But now, as the season finale approaches, I find myself thinking Hello Tomorrow! is truly noteworthy TV and I want to urge you to watch it. Catch up over the next two weeks (you can read my articles along the way!) and you can be on time for the end of the season on April 7.

I can see why the show didn’t catch on with some critics, as it might take until the back half of the season for you to feel you’re watching something that’s truly of substance. But it gets there, and the episodes are only a half hour, so we’re not talking about a huge amount of time. The structure of it actually serves the series well, as it allows the surface to fold into something deeper.

I’ve veered into abstraction. Sorry! The point is this show is a lot of fun, and more! It features Billy Crudup, Alison Pill, Hank Azaria, and other familiar faces. Go to Apple TV+ and check it out.

Book Recommendation: Gay Bar: Why We Went Out, by Jeremy Atherton Lin

Christopher: Jeremy Atherton Lin takes narrative non-fiction to dizzying new heights in Gay Bar, a candid history of gay bars in London, Los Angeles, and San Francisco. Like the institutions themselves, the book is sordid, romantic, euphoric, and tragic all at once.

I especially recommend this book to fellow Gen Z queers. Our history and language must never be lost to us. Amid the vivid tableaus and historic digressions, Lin explores the multiplicity of “gay”; speaking for myself, I felt some of the walls I had built around my identity fall down. This is one of those rare books that could actually change your life.

### Supplied material

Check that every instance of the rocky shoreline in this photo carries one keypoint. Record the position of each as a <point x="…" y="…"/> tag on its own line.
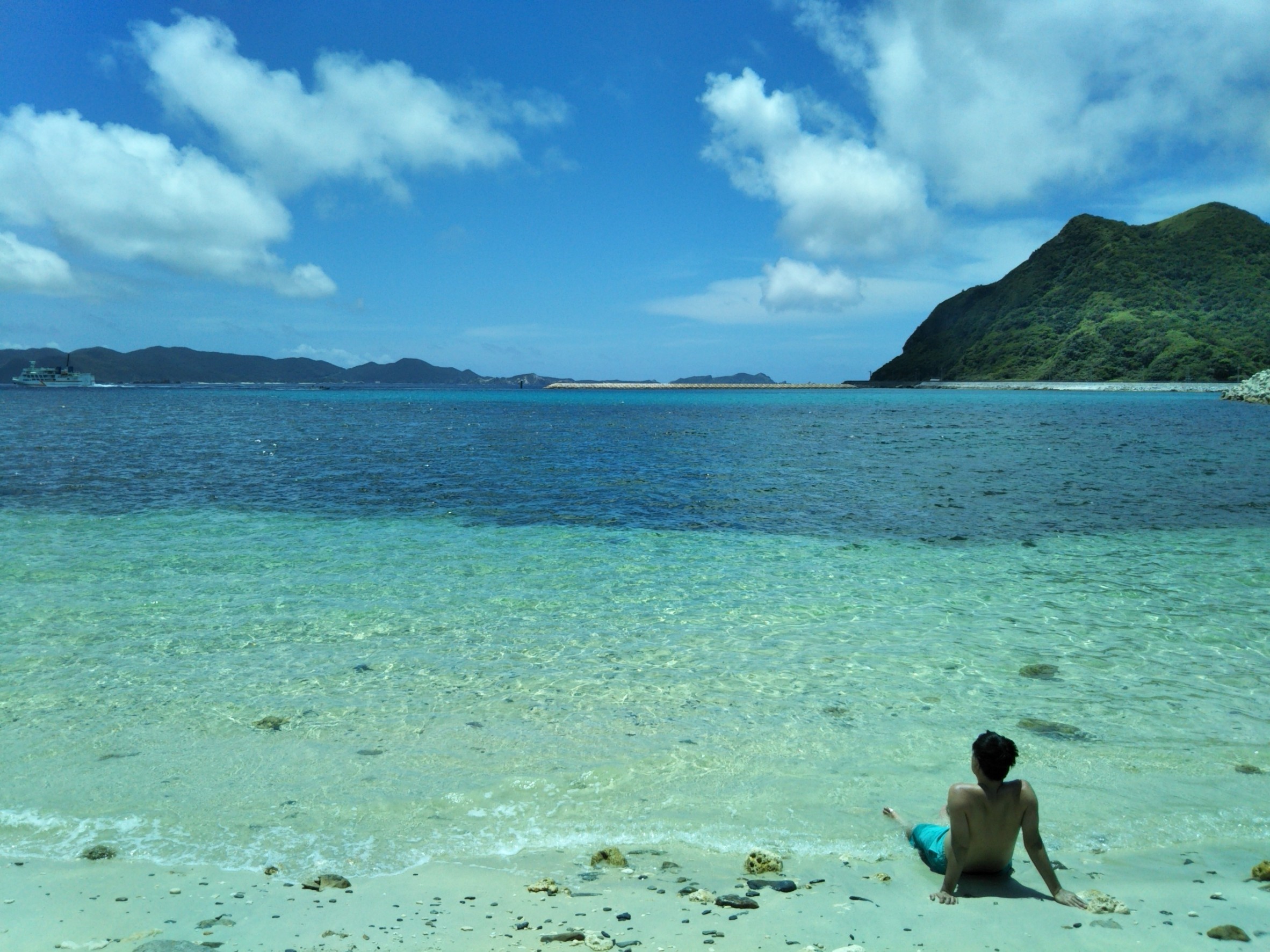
<point x="1254" y="390"/>
<point x="648" y="899"/>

### What this exercise asks
1) Decide whether each statement agrees with the text, answering yes or no and quoting the deciding words: (a) The season of Hello Tomorrow! ends on April 7. (b) Each episode of Hello Tomorrow! runs an hour. (c) Gay Bar covers gay bars in London, Los Angeles, and New York.
2) According to the text, where can Hello Tomorrow! be watched?
Answer from the text alone.

### Answers for this exercise
1)
(a) Yes: "you can be on time for the end of the season on April 7."
(b) No: "the episodes are only a half hour"
(c) No: "a candid history of gay bars in London, Los Angeles, and San Francisco"

2) Apple TV+